▶ Ziel der Übung: Schreibe aus dem Ausgangstext unten alles von „Den Zeitrahmen hatte“ bis hinunter zu „für sich entscheiden.“ wortgetreu ab.

▶ Ausgangstext:
Befürworter drücken beim EU-Impfpass aufs Tempo
Kurz zeigte sich erfreut darüber, dass es beim EU-Videogipfel am Donnerstagabend "viel Unterstützung gab für einen europaweiten Grünen Pass für Getestete, Genesene sowie Geimpfte". Die EU-Kommission würde nun konkrete Vorschläge ausarbeiten, berichtete Kurz am Freitag. Die technischen Vorarbeiten für den digitalen Impfpass sollen allerdings noch mindestens drei Monate dauern. Und über die Erleichterungen ist politisch noch nicht entschieden.
Den Zeitrahmen hatte die deutsche Kanzlerin Angela Merkel nach dem ersten Tag des EU-Gipfels am Donnerstagabend genannt. In der Frist wolle die EU-Kommission die technischen Voraussetzungen dafür schaffen, nationale digitale Impfausweise miteinander zu verbinden. Erwogen wird zum Beispiel ein personalisierter QR-Code auf Papier oder Smartphone, der überall in der EU ausgelesen werden könnte. Die EU-Kommission hält das fristgerecht für machbar, wie es am Freitag in Brüssel hieß. Welche Rechte an das gemeinsame Dokument geknüpft sind, wird aber wohl auch künftig jedes Land für sich entscheiden.
Länder wie Österreich, Bulgarien oder Griechenland sind dafür, Geimpften, Getesteten und Genesenen wieder mehr Freiheiten einzuräumen. Es sind vor allem die Reiseländer, die auf Urlauber hoffen. An ihrer Seite haben sie die Reisebranche. Tui-Chef Fritz Joussen sagte am Freitag: "Mit einem EU-einheitlichen Nachweis kann die Politik jetzt eine wichtige Basis für das Reisen im Sommer schaffen." Schnelltests seien ein zweiter Baustein.

▶ Datenauszug:
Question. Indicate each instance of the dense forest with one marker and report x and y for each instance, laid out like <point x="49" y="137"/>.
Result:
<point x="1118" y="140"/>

▶ Antwort zur Aufgabe:
Den Zeitrahmen hatte die deutsche Kanzlerin Angela Merkel nach dem ersten Tag des EU-Gipfels am Donnerstagabend genannt. In der Frist wolle die EU-Kommission die technischen Voraussetzungen dafür schaffen, nationale digitale Impfausweise miteinander zu verbinden. Erwogen wird zum Beispiel ein personalisierter QR-Code auf Papier oder Smartphone, der überall in der EU ausgelesen werden könnte. Die EU-Kommission hält das fristgerecht für machbar, wie es am Freitag in Brüssel hieß. Welche Rechte an das gemeinsame Dokument geknüpft sind, wird aber wohl auch künftig jedes Land für sich entscheiden.